→ **Written problem**
Present each line of the material below as a row in a Markdown table with two columns, Row and Line, where Row holds a running number and Line holds the text, skipping blank lines. Leave the pictures out.

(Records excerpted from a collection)
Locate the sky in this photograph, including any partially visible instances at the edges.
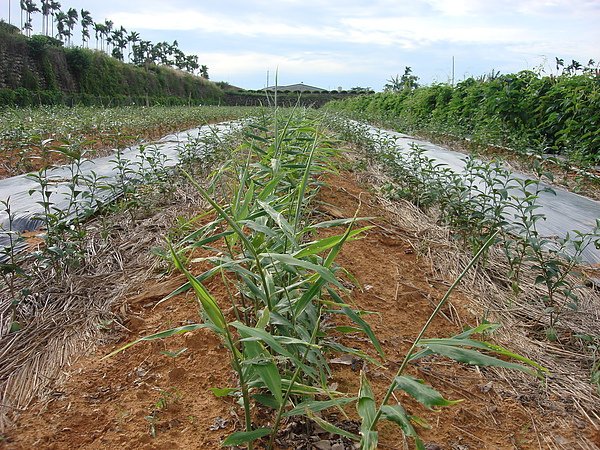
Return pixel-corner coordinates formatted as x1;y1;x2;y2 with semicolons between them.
0;0;600;91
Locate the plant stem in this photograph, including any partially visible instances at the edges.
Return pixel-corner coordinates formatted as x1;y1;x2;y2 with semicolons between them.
369;230;498;431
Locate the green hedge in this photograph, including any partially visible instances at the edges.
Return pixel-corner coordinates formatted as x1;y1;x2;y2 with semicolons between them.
326;71;600;163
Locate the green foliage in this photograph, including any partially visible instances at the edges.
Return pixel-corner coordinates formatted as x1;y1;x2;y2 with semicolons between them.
0;30;224;106
327;67;600;163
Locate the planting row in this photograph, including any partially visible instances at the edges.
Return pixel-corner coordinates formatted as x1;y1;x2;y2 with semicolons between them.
328;67;600;164
109;110;543;449
0;106;253;176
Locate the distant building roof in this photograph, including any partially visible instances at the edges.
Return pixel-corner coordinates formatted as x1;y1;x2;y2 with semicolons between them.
263;83;327;92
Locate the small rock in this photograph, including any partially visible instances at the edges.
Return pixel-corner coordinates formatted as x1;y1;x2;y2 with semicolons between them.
425;442;442;450
479;381;494;394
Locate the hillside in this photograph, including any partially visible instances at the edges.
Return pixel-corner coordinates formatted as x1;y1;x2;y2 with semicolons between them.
0;22;223;106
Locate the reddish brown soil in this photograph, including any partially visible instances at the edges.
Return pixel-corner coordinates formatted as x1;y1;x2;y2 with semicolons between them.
0;173;600;450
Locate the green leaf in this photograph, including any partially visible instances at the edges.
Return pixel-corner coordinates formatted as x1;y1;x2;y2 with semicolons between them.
257;200;298;248
394;375;462;409
381;404;425;450
240;332;283;405
252;394;279;409
208;388;238;397
260;253;343;288
102;323;209;359
169;243;227;333
306;410;360;441
356;371;377;442
284;397;356;417
294;226;373;259
426;344;536;376
360;431;379;450
221;428;273;447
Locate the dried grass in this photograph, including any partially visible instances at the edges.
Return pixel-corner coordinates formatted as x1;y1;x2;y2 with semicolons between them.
359;156;600;449
0;183;209;433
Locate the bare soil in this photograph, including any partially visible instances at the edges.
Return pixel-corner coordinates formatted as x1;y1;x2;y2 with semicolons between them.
0;172;600;450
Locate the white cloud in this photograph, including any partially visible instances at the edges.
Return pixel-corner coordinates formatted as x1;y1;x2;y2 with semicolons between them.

→ **Response**
| Row | Line |
|---|---|
| 1 | Locate the sky in this photograph, including any partially visible instances at the edges. |
| 2 | Return pixel-corner coordinates formatted as x1;y1;x2;y2 with semicolons between them. |
| 3 | 0;0;600;91 |
| 4 | Locate the plant stem in this photograph, including any partially visible instances at the edges. |
| 5 | Return pixel-corner coordinates formatted as x1;y1;x2;y2 with semicolons between them. |
| 6 | 369;230;498;431 |
| 7 | Locate the green hedge in this photograph, including any partially visible instances at the edges. |
| 8 | Return pixel-corner coordinates formatted as x1;y1;x2;y2 with semicolons between them. |
| 9 | 326;71;600;163 |
| 10 | Locate the green foliage in this photograph, including any partially visible instances at the edges. |
| 11 | Return pixel-corner coordinates formatted as x1;y1;x2;y2 with semicolons between them. |
| 12 | 0;30;224;106 |
| 13 | 327;67;600;163 |
| 14 | Locate the planting row in this photograph, including any partially visible instances at the edges. |
| 15 | Return pixel-corner coordinates formatted as x1;y1;x2;y2 with semicolons between them. |
| 16 | 328;67;600;164 |
| 17 | 109;110;543;449 |
| 18 | 0;106;253;176 |
| 19 | Locate the distant building roof in this photograph, including any partially visible instances at the edges. |
| 20 | Return pixel-corner coordinates formatted as x1;y1;x2;y2 with semicolons between them. |
| 21 | 263;83;327;92 |
| 22 | Locate the small rock in this photograph, including any partially visible instances at the edges. |
| 23 | Return pixel-corner coordinates formatted as x1;y1;x2;y2 with semicolons between them. |
| 24 | 425;442;442;450 |
| 25 | 479;381;494;394 |
| 26 | Locate the hillside in this photograph, including any partially visible instances at the edges. |
| 27 | Return pixel-corner coordinates formatted as x1;y1;x2;y2 with semicolons between them. |
| 28 | 0;22;223;106 |
| 29 | Locate the reddish brown soil in this photograph, including any partially visible instances at the edges. |
| 30 | Return pixel-corner coordinates formatted as x1;y1;x2;y2 with semicolons between them. |
| 31 | 0;173;600;450 |
| 32 | Locate the green leaf in this photograph, including any partially visible instances at the edges. |
| 33 | Return pixel-corner coordinates formatted as x1;y1;x2;y2 with semicolons between them. |
| 34 | 257;200;298;248 |
| 35 | 394;375;462;409 |
| 36 | 381;404;425;450 |
| 37 | 240;332;283;405 |
| 38 | 252;394;279;409 |
| 39 | 208;388;238;397 |
| 40 | 260;253;343;288 |
| 41 | 102;323;209;359 |
| 42 | 169;243;227;333 |
| 43 | 306;410;360;441 |
| 44 | 356;371;377;442 |
| 45 | 284;397;356;417 |
| 46 | 294;226;373;259 |
| 47 | 426;344;536;376 |
| 48 | 360;431;379;450 |
| 49 | 221;428;273;447 |
| 50 | Locate the dried grass in this photograph, including any partially visible instances at the edges. |
| 51 | Return pixel-corner coordinates formatted as x1;y1;x2;y2 with semicolons between them. |
| 52 | 359;156;600;449 |
| 53 | 0;183;209;433 |
| 54 | Locate the bare soil in this photograph, including any partially visible instances at the edges. |
| 55 | Return pixel-corner coordinates formatted as x1;y1;x2;y2 with semicolons between them. |
| 56 | 0;172;600;450 |
| 57 | Locate the white cloud in this photograph, including any partially visible instances at the edges. |
| 58 | Return pixel-corner coordinates formatted as x1;y1;x2;y2 with semicolons between them. |